[Dataset entries]
▬▬▬▬▬▬▬▬▬▬

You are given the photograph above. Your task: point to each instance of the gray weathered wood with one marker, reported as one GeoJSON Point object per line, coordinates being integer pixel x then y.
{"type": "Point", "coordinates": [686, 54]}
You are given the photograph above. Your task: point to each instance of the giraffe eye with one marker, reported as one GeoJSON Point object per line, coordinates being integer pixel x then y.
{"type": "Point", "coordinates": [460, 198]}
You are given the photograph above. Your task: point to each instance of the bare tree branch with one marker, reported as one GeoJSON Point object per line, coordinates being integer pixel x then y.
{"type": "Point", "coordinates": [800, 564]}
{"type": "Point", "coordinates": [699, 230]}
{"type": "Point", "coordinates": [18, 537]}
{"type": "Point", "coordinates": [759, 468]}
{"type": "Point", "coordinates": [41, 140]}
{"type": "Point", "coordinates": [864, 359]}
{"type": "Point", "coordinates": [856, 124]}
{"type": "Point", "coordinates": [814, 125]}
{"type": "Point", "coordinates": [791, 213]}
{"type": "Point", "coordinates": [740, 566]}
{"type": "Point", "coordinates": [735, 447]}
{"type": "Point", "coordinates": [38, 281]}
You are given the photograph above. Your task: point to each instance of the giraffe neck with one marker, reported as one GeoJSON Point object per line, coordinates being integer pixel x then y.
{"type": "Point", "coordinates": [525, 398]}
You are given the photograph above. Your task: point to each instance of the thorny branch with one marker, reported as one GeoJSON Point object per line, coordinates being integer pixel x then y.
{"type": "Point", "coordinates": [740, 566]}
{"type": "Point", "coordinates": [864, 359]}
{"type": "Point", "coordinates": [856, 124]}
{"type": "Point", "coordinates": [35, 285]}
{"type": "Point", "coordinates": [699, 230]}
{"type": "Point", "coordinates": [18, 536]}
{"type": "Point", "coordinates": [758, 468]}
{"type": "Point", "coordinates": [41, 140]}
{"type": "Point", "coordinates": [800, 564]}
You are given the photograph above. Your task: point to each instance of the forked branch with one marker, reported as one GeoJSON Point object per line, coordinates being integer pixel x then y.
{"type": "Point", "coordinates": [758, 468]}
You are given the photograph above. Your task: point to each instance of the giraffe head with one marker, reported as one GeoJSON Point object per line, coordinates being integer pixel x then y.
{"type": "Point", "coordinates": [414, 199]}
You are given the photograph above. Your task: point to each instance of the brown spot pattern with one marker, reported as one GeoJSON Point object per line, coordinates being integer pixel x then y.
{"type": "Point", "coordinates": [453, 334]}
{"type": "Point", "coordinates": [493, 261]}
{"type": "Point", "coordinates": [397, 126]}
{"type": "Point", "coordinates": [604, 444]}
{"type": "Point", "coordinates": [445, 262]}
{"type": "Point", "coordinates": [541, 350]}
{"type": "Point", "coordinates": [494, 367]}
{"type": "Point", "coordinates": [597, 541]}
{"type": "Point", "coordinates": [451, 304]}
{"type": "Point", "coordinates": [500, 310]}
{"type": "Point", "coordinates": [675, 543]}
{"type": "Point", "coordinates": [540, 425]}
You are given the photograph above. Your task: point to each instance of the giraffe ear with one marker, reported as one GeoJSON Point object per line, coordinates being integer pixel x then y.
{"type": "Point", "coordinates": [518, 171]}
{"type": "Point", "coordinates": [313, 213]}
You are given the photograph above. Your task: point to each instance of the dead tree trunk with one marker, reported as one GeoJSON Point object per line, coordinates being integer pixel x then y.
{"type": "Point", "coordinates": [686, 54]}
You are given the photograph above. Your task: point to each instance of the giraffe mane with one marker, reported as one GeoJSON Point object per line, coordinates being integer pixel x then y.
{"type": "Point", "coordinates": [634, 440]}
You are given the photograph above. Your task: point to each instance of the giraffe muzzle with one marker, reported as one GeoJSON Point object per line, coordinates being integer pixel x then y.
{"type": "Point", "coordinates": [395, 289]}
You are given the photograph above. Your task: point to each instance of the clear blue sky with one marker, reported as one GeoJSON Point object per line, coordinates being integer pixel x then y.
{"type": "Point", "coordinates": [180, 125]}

▬▬▬▬▬▬▬▬▬▬

- [TASK OBJECTIVE]
An exact repeat of all the records is required.

- [WRITTEN RESPONSE]
You are given the photograph above. Your task: point to each instance of the gray weathered wood with one marker, reported as one GeoJSON Point object per line, coordinates being integer pixel x then y.
{"type": "Point", "coordinates": [686, 54]}
You are given the photograph above. Your task: point to each instance of the giraffe eye with one marker, reported as one GeoJSON Point object per line, coordinates being integer pixel x then y.
{"type": "Point", "coordinates": [460, 198]}
You are given the photograph above. Your task: point to each instance of the bare tree branch with one marker, reported as one GeoJSON Point object per line, coordinates being integer pixel x then y.
{"type": "Point", "coordinates": [800, 564]}
{"type": "Point", "coordinates": [699, 230]}
{"type": "Point", "coordinates": [18, 537]}
{"type": "Point", "coordinates": [759, 468]}
{"type": "Point", "coordinates": [41, 140]}
{"type": "Point", "coordinates": [864, 359]}
{"type": "Point", "coordinates": [856, 124]}
{"type": "Point", "coordinates": [814, 125]}
{"type": "Point", "coordinates": [791, 213]}
{"type": "Point", "coordinates": [740, 566]}
{"type": "Point", "coordinates": [735, 447]}
{"type": "Point", "coordinates": [38, 281]}
You are given the photograph above. Your task: point to each instance of the giraffe neck with one marker, reported as one GeoJSON Point object per line, coordinates being integer pixel x then y.
{"type": "Point", "coordinates": [525, 398]}
You are given the photograph above. Your task: point to each instance of the thorny branch with one marker, reported as one GeoJSON Point object per line, coordinates being integer pixel x then y.
{"type": "Point", "coordinates": [740, 566]}
{"type": "Point", "coordinates": [864, 359]}
{"type": "Point", "coordinates": [856, 124]}
{"type": "Point", "coordinates": [35, 285]}
{"type": "Point", "coordinates": [699, 230]}
{"type": "Point", "coordinates": [18, 536]}
{"type": "Point", "coordinates": [758, 468]}
{"type": "Point", "coordinates": [41, 140]}
{"type": "Point", "coordinates": [800, 564]}
You are given the photograph above. Your task: point to each instance of the forked branch with one marker, reported as one GeoJSON Point object per line, coordinates being integer pixel x then y.
{"type": "Point", "coordinates": [758, 468]}
You are given the photograph above. Your task: point to each instance of the giraffe head with one marker, reported as one GeoJSON Point object per line, coordinates being integer pixel x then y.
{"type": "Point", "coordinates": [414, 199]}
You are given the photograph above. Your task: point to each instance of the brown spot pattern with one marker, reported as one GeoJSON Point object per line, coordinates being integer pixel x then y.
{"type": "Point", "coordinates": [453, 334]}
{"type": "Point", "coordinates": [493, 261]}
{"type": "Point", "coordinates": [397, 126]}
{"type": "Point", "coordinates": [604, 444]}
{"type": "Point", "coordinates": [445, 262]}
{"type": "Point", "coordinates": [541, 350]}
{"type": "Point", "coordinates": [494, 367]}
{"type": "Point", "coordinates": [597, 541]}
{"type": "Point", "coordinates": [451, 304]}
{"type": "Point", "coordinates": [500, 310]}
{"type": "Point", "coordinates": [675, 543]}
{"type": "Point", "coordinates": [540, 425]}
You are given the photograph above. Your task: point to each instance of the giraffe ear with one marker, reported as one GeoJSON Point object per line, coordinates being integer pixel x then y.
{"type": "Point", "coordinates": [518, 171]}
{"type": "Point", "coordinates": [313, 213]}
You are given the photograph above. Your task: point to each instance of the dead tree trunk with one marker, reported as one GeoJSON Point object per line, coordinates being integer pixel x then y.
{"type": "Point", "coordinates": [686, 54]}
You are given the photograph above. Your task: point to each instance of the giraffe mane with one marker, reported as one GeoJSON Point object per line, coordinates being integer pixel x then y.
{"type": "Point", "coordinates": [634, 440]}
You are given the photograph above. Your task: point to each instance of the giraffe muzzle with one marker, reported as one GeoJSON Point object per line, coordinates being integer pixel x then y.
{"type": "Point", "coordinates": [395, 289]}
You are given the photograph above. Your task: point to each instance of the clear blue sky with one marker, reported as one GeoJSON Point object per line, coordinates being integer pixel x then y.
{"type": "Point", "coordinates": [180, 125]}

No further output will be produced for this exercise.